--- Begin ENTRIES SUPPLIED ---
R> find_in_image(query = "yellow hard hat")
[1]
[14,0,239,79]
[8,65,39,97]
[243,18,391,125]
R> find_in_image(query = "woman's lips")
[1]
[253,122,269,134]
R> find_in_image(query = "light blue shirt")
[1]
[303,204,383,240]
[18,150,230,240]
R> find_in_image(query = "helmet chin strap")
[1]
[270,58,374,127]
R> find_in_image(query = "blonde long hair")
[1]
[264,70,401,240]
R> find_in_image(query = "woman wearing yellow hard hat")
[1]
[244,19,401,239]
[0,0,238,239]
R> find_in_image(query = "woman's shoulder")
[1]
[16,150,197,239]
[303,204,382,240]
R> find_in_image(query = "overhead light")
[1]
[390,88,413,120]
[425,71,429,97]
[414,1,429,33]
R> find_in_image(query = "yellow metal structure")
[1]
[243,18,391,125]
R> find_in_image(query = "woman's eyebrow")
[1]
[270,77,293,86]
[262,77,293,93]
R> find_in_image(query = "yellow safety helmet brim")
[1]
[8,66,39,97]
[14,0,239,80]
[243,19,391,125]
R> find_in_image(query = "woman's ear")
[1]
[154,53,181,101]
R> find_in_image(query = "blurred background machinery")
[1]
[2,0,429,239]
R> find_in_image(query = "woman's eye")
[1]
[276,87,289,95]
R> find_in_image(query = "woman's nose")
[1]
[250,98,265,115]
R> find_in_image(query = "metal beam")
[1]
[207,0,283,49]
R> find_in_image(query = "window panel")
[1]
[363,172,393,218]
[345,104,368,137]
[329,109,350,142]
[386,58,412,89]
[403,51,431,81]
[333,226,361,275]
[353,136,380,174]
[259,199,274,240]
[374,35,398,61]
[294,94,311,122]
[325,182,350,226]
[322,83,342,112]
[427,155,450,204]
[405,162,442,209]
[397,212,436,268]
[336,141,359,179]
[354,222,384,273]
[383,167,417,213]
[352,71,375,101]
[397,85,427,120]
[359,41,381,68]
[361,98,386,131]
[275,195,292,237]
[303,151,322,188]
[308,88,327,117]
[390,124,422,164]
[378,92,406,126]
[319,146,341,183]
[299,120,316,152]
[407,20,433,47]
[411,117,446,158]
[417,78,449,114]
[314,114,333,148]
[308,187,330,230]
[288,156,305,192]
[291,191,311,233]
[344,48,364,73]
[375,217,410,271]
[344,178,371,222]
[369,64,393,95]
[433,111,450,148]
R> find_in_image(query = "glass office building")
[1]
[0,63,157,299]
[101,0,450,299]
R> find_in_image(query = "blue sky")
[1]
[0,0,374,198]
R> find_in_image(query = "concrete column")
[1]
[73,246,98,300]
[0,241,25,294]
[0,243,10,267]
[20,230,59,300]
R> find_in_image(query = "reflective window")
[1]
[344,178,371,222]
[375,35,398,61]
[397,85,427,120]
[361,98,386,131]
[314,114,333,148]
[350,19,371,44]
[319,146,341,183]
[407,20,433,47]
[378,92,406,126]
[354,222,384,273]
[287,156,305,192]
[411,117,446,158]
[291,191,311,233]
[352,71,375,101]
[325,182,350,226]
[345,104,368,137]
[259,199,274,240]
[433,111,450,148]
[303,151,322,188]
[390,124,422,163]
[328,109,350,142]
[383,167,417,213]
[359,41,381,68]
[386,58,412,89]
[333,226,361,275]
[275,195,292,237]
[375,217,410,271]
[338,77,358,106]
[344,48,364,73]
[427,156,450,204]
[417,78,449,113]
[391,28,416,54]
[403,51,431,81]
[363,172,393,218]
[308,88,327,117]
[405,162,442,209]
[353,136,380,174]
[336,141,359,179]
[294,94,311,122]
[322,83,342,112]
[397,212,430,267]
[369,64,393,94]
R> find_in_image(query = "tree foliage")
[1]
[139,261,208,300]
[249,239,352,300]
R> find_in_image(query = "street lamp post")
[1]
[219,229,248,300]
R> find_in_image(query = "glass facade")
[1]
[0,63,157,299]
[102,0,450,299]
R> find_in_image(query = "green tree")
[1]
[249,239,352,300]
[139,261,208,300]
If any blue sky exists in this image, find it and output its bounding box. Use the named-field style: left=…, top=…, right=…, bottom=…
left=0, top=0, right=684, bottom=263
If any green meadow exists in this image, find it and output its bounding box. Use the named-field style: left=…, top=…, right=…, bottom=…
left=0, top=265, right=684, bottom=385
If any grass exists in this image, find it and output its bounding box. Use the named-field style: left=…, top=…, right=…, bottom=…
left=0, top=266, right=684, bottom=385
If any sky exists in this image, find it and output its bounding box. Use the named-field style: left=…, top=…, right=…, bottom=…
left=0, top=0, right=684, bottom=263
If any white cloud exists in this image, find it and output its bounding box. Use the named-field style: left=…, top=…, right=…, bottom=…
--- End ENTRIES SUPPLIED ---
§ EXERCISE INSTRUCTIONS: With the line containing "If any blue" as the first and the last line of the records as the final one, print exactly the lines in that span.

§ RESULT:
If any blue sky exists in this image, find it and output its bounding box. Use the named-field style: left=…, top=…, right=…, bottom=…
left=0, top=0, right=684, bottom=263
If any green meadow exists in this image, find it and output its bounding box. Use the named-field style: left=…, top=…, right=…, bottom=…
left=0, top=265, right=684, bottom=385
If any grass exists in this image, find it and output its bounding box. Use the named-field style: left=…, top=…, right=…, bottom=…
left=0, top=266, right=684, bottom=385
If any sky exists in this image, find it and output its bounding box. Use the named-field style: left=…, top=…, right=…, bottom=…
left=0, top=0, right=684, bottom=263
If any white cloud exists in this image, find it and output its bounding box. Use the named-field style: left=…, top=…, right=…, bottom=…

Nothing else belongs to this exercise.